▶ _Job_
Swap "single dot" for "single point" and write out the material from its start through the line containing "17], [174, 106]]", including that line, with everything else left unchanged.

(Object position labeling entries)
┄┄┄┄┄┄┄┄┄┄
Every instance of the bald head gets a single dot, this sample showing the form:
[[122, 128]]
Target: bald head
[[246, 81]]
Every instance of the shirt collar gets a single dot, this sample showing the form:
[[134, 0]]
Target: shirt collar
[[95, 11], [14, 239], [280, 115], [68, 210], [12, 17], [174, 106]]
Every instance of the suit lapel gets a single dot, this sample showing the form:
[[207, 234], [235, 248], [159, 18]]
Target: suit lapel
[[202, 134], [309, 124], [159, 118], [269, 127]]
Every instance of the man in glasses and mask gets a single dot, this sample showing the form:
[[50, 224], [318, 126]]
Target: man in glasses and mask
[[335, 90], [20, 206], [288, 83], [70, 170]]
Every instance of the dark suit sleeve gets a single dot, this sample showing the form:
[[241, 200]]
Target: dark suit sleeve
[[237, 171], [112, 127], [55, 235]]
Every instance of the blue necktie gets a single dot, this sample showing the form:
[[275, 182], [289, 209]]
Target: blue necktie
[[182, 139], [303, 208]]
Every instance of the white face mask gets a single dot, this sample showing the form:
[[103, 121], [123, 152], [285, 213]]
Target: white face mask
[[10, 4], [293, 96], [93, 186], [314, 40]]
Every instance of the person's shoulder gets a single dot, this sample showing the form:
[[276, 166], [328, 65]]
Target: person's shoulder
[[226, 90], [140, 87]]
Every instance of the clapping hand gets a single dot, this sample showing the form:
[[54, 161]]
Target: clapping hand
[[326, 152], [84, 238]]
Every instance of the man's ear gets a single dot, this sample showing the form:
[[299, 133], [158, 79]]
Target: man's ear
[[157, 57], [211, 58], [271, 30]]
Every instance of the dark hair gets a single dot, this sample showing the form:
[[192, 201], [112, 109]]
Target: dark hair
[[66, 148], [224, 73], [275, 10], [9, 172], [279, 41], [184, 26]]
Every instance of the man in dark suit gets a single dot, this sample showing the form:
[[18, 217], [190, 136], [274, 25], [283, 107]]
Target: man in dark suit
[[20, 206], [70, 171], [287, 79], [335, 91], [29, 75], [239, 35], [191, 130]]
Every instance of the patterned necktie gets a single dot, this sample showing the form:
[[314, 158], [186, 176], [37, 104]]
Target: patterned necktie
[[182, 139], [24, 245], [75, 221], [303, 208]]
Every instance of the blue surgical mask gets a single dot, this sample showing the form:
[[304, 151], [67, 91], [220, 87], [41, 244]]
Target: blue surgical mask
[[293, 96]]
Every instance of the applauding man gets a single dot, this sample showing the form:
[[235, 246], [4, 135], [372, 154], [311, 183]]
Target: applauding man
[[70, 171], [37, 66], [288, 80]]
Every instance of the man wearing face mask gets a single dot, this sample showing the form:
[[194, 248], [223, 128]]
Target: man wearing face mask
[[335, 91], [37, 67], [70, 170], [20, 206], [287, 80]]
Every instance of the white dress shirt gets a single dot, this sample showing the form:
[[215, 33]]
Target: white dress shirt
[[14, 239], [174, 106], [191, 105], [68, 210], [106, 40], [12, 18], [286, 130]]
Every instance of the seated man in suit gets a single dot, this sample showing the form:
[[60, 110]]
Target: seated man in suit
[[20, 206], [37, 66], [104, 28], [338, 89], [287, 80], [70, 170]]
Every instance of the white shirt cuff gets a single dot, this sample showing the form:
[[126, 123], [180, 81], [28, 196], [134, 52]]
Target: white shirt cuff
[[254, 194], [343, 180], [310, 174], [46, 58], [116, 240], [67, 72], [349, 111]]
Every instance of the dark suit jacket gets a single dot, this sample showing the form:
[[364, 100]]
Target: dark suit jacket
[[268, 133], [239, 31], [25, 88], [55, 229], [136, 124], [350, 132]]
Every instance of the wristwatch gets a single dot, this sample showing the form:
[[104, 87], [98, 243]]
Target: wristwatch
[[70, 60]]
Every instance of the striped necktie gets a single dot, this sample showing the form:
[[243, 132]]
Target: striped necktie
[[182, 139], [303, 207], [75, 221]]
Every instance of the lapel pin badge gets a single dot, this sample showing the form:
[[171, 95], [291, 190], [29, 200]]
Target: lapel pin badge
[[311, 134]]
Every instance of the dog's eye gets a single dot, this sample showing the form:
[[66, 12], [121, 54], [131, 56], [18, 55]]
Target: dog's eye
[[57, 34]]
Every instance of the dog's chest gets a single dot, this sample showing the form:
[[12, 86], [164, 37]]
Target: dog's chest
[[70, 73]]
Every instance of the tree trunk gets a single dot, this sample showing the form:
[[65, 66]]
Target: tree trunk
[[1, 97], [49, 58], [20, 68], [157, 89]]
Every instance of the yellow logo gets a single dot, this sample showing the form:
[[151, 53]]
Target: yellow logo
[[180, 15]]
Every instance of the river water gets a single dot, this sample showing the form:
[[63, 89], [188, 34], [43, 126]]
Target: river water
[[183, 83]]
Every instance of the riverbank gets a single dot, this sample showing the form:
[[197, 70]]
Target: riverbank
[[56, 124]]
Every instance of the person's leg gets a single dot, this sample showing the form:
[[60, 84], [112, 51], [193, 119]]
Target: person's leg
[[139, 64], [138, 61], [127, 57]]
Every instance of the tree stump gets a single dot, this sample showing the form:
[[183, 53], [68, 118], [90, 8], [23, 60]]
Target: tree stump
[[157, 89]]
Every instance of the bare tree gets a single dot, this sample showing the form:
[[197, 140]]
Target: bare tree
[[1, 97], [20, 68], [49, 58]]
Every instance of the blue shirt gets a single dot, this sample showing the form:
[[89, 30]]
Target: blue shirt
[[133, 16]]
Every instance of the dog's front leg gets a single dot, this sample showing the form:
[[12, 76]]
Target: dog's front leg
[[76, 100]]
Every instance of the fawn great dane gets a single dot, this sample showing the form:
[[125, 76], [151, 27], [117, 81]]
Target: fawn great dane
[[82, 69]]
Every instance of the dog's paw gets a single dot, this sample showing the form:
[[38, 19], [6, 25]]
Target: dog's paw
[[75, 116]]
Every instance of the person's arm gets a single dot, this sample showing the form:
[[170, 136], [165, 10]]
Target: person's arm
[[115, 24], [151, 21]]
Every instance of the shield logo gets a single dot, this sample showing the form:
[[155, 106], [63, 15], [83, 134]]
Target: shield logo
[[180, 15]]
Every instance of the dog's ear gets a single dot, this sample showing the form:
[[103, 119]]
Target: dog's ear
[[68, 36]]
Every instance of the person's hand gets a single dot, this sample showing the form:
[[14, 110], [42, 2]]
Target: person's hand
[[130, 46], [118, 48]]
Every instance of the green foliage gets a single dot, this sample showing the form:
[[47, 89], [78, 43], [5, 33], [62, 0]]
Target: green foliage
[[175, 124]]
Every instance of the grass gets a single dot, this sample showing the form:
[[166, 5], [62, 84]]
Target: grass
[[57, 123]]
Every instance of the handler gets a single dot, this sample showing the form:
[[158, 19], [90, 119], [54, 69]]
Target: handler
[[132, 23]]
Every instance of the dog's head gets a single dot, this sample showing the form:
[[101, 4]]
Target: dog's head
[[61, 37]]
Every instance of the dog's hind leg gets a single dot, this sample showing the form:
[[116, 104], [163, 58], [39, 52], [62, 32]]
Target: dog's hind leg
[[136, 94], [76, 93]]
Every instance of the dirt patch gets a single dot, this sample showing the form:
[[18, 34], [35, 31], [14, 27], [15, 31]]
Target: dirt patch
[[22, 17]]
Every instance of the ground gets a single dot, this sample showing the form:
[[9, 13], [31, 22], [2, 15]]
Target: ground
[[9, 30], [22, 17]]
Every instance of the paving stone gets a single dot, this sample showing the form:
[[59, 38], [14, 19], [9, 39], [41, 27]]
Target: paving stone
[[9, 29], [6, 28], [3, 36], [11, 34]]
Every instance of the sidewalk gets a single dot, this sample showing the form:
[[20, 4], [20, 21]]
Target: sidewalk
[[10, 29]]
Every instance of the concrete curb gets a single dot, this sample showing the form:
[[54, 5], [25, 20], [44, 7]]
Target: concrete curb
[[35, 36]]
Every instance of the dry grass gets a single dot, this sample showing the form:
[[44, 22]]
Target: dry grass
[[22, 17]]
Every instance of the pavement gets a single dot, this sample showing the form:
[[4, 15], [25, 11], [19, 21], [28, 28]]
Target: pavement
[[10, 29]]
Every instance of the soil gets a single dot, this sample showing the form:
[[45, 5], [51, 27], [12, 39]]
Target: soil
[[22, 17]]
┄┄┄┄┄┄┄┄┄┄
▶ _Full response_
Every instance of the bald head gets a single point, this sample showing the form:
[[122, 128]]
Target: bald head
[[246, 81]]
Every instance of the shirt collar gets a single point, this sample showing the form:
[[134, 0]]
Target: shirt collar
[[95, 11], [14, 239], [280, 115], [68, 210], [12, 17], [174, 106]]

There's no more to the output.